- _Set of tasks_:
#1 Reproduce the audit committee charter starting at "Mark Jarvis, Chairman, Director" and ending at "the external auditors.".
#2 In the audit committee charter, restate the paragraph beginning "Meetings will be held" in fewer words, keeping its facts.
#3 Extend the audit committee charter by writing what could follow its final sentence.

Dated at Vancouver, British Columbia this 15th day of November, 2023.
"Mark Jarvis"
Mark Jarvis, Chairman, Director and Chief Executive Officer
APPENDIX "A"
AUDIT COMMITTEE CHARTER
Overall Purpose and Objectives
-
The audit committee will assist the board in fulfilling its oversight responsibilities.
-
The audit committee will review the quarterly and annual financial statements, including the MD&A, prior to the presentation of the statements to the board.
-
The audit committee will review the Company’s internal financial reporting system and the audit process, and make recommendations to the board as required.
-
In performing its duties, the committee will maintain effective working relations with the board of directors, the management, and the external auditors.
-
Each committee member will obtain an understanding of the committee’s responsibilities, and their responsibilities as committee members.
Authority
-
The board authorizes the audit committee, within the scope of its responsibilities, to:
-
Seek any information it requires from any employee (and all employees are directed to cooperate with any request made by the audit committee).
-
Ensure the attendance of Company officers at meetings as appropriate.
-
Obtain outside legal or other professional advice.
-
The audit committee shall recommend to the board their choice for auditor, and the compensation of the auditor[1] .
-
The auditor shall report directly to the audit committee[2] .
-
The audit committee shall pre-approve any non-audit services to be provided by the auditor[3]
Organization
-
The audit committee will consist of (4) members, of which (3) will be independent.
-
Members will be appointed for a (1) year term.
-
The chairman of the audit committee will be nominated by the board.
-
A quorum for any meeting will be (2) members.
-
The secretary of the audit committee will be the Company secretary.
-
Meetings will be held not less than (4) times a year. Special meetings may be convened as required.
-
The meetings will be minuted.
-
The auditor may convene a meeting if they consider it necessary.
-
The auditor will be invited to at least (1) meeting a year, and invited to make presentations as required.
Roles and Responsibilities – Financial Statements
-
Review the financial statements and determine whether they are complete and consistent with the information known to the committee members.
-
Review the financial statements with respect to appropriate accounting principles.
-
Meet with management to review the statements.
-
2 -
-
Review the management discussion and analysis to ensure it is understandable and consistent with their knowledge of the financial statements.
Roles and Responsibilities – Annual Audit
-
Review the auditor’s proposed audit scope, and ensure there are no unreasonable restrictions or limitations on the scope.
-
Consider the independence of the auditor by reviewing any other services they provide the Company (tax, consulting, etc.).
-
Meet with management and the auditors to review the results of the audit.
-
Review the performance of the auditors.
-
Make recommendations to the board regarding the reappointment of the auditor.
-
Meet separately with the auditor to discuss any matters that the committee or the auditors believe should be discussed privately.
-
Ensure that significant findings and recommendations made by the auditors are brought to the attention of the full board.
-
Ensure that management responds to the recommendations from the auditor.
Roles and Responsibilities – Other
-
Ensure the board is aware of matters which may significantly impact the financial statements or affairs of the Company.

- _Extracted records_:
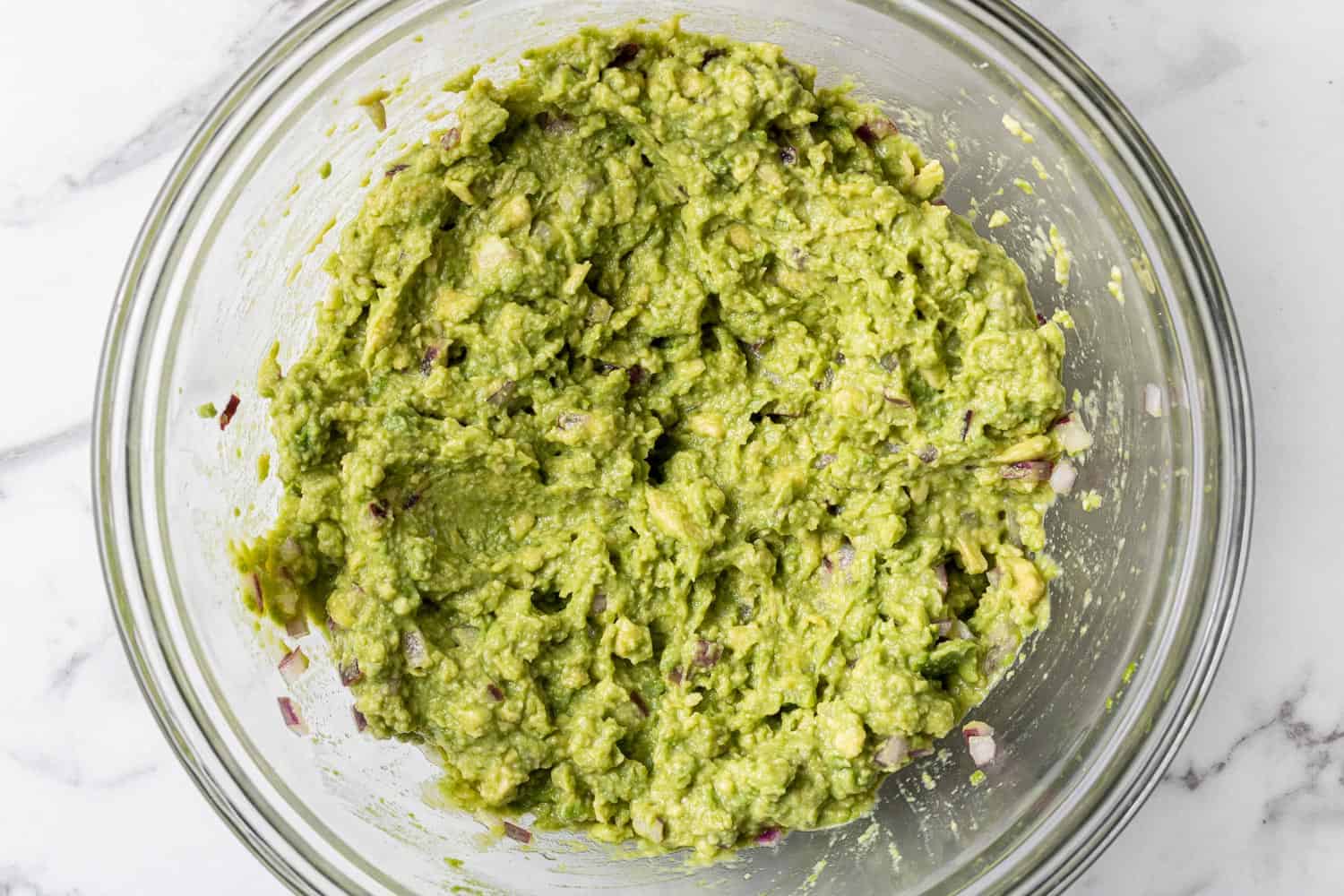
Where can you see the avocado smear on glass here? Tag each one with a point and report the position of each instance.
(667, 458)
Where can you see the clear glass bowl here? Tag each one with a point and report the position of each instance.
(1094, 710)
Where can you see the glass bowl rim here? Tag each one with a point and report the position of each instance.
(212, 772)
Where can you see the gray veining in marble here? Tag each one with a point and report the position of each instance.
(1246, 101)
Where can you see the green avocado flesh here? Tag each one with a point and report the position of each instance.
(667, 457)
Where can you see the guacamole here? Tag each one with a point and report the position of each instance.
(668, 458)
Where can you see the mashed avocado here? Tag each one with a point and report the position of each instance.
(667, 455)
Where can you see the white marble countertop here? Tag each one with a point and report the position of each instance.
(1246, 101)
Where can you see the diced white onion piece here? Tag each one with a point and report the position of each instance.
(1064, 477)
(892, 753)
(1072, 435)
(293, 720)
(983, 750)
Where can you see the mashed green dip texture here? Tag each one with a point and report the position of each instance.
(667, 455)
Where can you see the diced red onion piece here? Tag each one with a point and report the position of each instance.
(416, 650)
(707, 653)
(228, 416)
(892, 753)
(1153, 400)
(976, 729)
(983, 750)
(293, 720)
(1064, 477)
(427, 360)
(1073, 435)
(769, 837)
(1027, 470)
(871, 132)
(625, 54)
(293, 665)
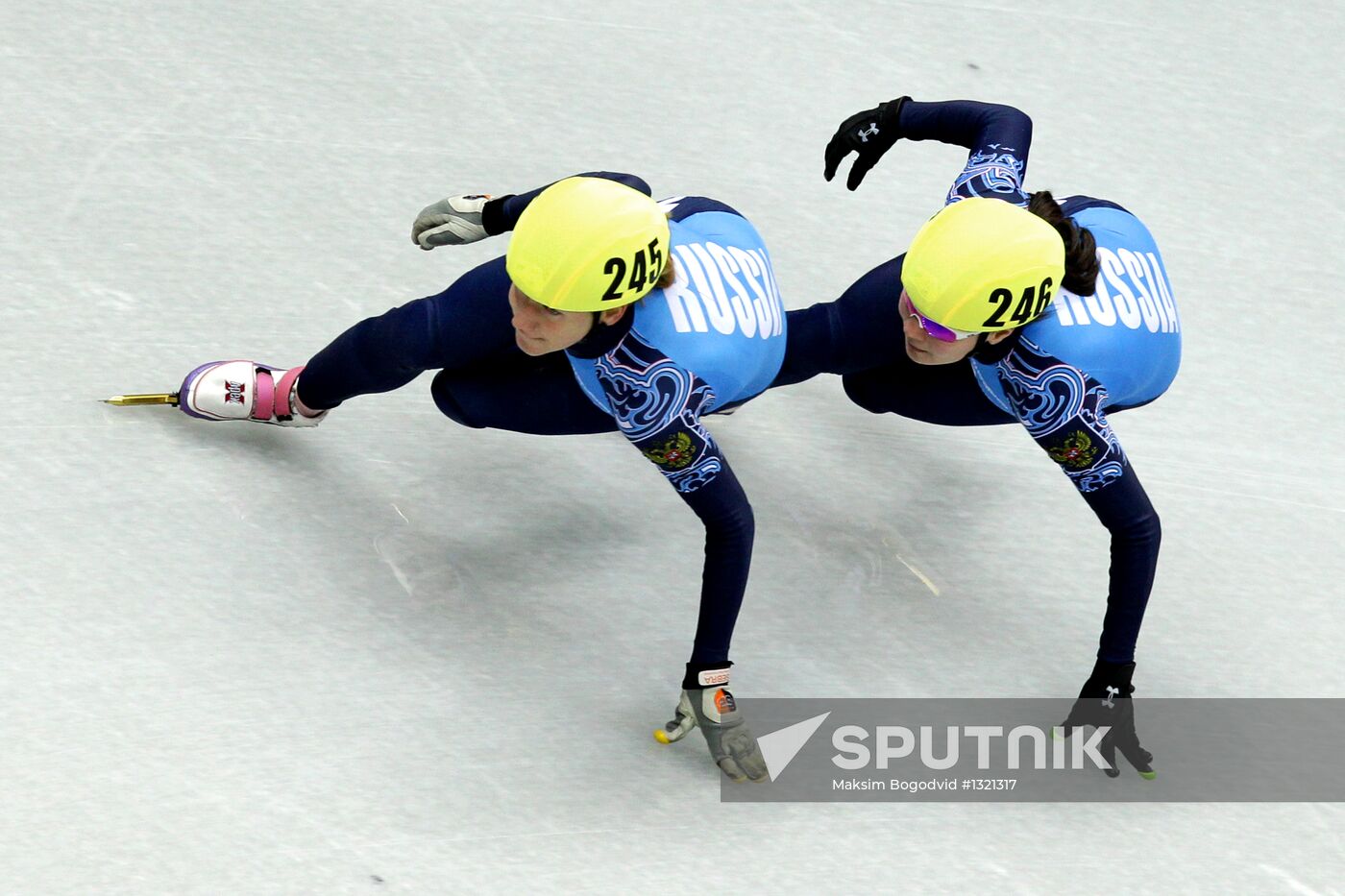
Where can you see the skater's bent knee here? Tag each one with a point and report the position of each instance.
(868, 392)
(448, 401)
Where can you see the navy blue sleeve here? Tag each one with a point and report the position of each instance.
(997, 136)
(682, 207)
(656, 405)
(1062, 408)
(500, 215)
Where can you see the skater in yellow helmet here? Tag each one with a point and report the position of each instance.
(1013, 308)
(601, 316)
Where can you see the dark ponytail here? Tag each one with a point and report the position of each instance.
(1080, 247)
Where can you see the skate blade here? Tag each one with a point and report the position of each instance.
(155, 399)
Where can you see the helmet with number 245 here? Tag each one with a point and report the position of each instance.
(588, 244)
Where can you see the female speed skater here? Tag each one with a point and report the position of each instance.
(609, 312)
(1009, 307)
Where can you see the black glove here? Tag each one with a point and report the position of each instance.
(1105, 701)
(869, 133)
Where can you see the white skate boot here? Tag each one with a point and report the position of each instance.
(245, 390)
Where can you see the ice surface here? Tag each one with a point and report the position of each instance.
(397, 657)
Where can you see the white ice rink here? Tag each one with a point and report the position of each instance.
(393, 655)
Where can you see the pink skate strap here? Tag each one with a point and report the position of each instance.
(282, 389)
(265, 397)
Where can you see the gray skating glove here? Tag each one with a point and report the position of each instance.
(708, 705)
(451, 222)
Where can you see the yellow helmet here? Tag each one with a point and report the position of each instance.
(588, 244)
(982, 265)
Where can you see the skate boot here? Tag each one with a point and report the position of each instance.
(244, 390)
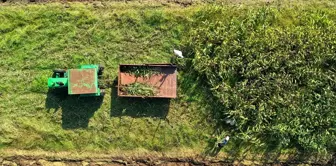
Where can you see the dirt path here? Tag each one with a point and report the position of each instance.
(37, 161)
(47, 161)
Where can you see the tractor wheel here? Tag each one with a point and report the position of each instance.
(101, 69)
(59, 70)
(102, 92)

- _Exercise responses_:
#1
Mark Jarvis, Chairman, Director and Chief Executive Officer
APPENDIX "A"
AUDIT COMMITTEE CHARTER
Overall Purpose and Objectives
-
The audit committee will assist the board in fulfilling its oversight responsibilities.
-
The audit committee will review the quarterly and annual financial statements, including the MD&A, prior to the presentation of the statements to the board.
-
The audit committee will review the Company’s internal financial reporting system and the audit process, and make recommendations to the board as required.
-
In performing its duties, the committee will maintain effective working relations with the board of directors, the management, and the external auditors.

#2 The committee meets at least four times a year and may hold special meetings as needed.

#3
-
If necessary, institute special investigations and if deemed necessary, hire special counsel or experts to assist.
-
Review and update the charter, and have changes approved by the board.
-
Establish procedures for the confidential submission by employees with respect to questionable accounting practices[4] .
-
Establish procedures with respect to the treatment of complaints received by the Company regarding accounting or auditing matters[5] .
1 Mandatory requirement under Multilateral Instrument 52-110, Audit Committees.
2 Same. 3 Same.
4 Mandatory requirement under Multilateral Instrument 52-110, Audit Committees.
5 Same.
APPENDIX “B”
SHOAL POINT ENERGY LTD.
(the “ Company ”)
FORM 51-102F6 STATEMENT OF EXECUTIVE COMPENSATION FOR THE YEAR ENDED JANUARY 31, 2023
Introduction
The following information, dated as of September 29, 2023 is provided pursuant to Form 51-102F6V for Venture Issuers, as such term is defined in National Instrument 51-102 – Continuous Disclosure Obligations to provide information about the Company's executive compensation in respect of the financial year ended January 31, 2023.
For the purpose of this Form, a "Named Executive Officer" or "NEO" means (i) each individual who, during any part of the financial year ended January 31, 2023, served as the Company's Chief Executive Officer (" CEO ") or Chief Financial Officer (" CFO "), (ii) the Company’s most highly compensated executive officer (other than the CEO and the CFO), as at January 31, 2023 whose total compensation was, individually, more than $150,000 for that financial year; and (iii) each individual who would have satisfied the criteria in (ii) but for the fact that such individual was neither an executive officer of the Company, nor acting in a similar capacity, at the end of such financial year.
For the financial year ending January 31, 2023, the Company had the following Named Executive Officers: Mark Jarvis – Chief Executive Officer, Natasha Tsai - Chief Financial Officer.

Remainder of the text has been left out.